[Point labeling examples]
────────────────────

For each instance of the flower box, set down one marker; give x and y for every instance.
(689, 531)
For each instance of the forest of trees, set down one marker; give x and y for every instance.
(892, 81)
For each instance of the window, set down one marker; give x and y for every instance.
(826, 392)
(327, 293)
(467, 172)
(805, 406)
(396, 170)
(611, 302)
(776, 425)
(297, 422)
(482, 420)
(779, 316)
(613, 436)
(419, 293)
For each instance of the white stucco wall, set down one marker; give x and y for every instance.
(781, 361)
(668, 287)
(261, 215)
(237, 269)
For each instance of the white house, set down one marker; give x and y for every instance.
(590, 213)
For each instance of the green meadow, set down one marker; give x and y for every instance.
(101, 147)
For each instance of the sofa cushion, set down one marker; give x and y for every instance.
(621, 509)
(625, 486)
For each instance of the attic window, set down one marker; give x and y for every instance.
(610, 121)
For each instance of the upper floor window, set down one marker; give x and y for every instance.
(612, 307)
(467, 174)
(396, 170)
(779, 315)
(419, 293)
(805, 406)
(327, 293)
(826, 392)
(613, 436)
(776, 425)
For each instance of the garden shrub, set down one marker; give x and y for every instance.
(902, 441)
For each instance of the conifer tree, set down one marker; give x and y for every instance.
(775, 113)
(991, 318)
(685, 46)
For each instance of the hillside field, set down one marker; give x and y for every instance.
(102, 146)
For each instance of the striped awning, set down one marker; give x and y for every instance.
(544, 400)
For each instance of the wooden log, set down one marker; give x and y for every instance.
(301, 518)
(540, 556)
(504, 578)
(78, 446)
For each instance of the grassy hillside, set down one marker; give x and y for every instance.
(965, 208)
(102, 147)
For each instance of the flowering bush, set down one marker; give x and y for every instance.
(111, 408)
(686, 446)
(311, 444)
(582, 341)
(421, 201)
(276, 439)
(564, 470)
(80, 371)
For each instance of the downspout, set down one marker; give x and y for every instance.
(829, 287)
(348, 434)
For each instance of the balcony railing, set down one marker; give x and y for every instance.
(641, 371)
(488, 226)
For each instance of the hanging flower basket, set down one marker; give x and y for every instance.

────────────────────

### JOB
Can you pull out every line of the material above and reproduce each one word for word?

### CORRECT RESULT
For each instance of the flower box, set down one marker; give x and y for every instance.
(689, 531)
For each instance of the forest of trees, set down one marker; give x and y for every instance.
(892, 81)
For each instance of the window, set down one marker; give x and y for every instance.
(826, 392)
(327, 293)
(467, 172)
(805, 406)
(396, 170)
(611, 302)
(776, 425)
(297, 422)
(482, 420)
(779, 316)
(613, 436)
(419, 293)
For each instance of the white stucco wall, set down one marker; give x and y for every instance.
(781, 361)
(668, 287)
(261, 215)
(237, 269)
For each instance of the white house, set down one marker; give x and y for every instance.
(590, 213)
For each instance of the green meadow, set down one marker; give x and y for every instance.
(101, 147)
For each instance of the sofa cushion, set down one marker; give x and y for every instance.
(621, 509)
(625, 486)
For each instance of the attic window, set down one marker; give x and y for every instance.
(610, 121)
For each instance of the upper floor window, set down one marker; give x and y for every instance.
(612, 307)
(467, 174)
(396, 170)
(779, 315)
(419, 293)
(805, 406)
(327, 293)
(826, 392)
(613, 436)
(776, 425)
For each instance of the garden shrub, set down one marker; give x and y for every instance.
(902, 441)
For each instance of the conifer tree, set down one marker; give x and y for every instance.
(775, 113)
(991, 318)
(685, 46)
For each instance of the hillside field, set down one marker; give x and y for every instance.
(102, 146)
For each instance of the striped awning, set down one marker; give x and y for every instance.
(544, 400)
For each instance of the wooden log, set down one marker; give x and y for every instance.
(301, 518)
(540, 556)
(504, 578)
(78, 446)
For each instance of the grassy hillside, set down one marker; give x and y for every instance.
(965, 208)
(102, 147)
For each instance of the flowering bush, set down one marker; give x and y for every instance.
(111, 408)
(686, 446)
(311, 444)
(582, 341)
(421, 201)
(276, 439)
(564, 470)
(80, 371)
For each instance of the downspout, set down one marker; give x and y for every instance.
(829, 287)
(348, 434)
For each instance of the balcony railing, set down one marker; give x and y for every instance.
(641, 371)
(488, 226)
For each instance of the hanging flower basket, set down one marker; give x and y for every instance.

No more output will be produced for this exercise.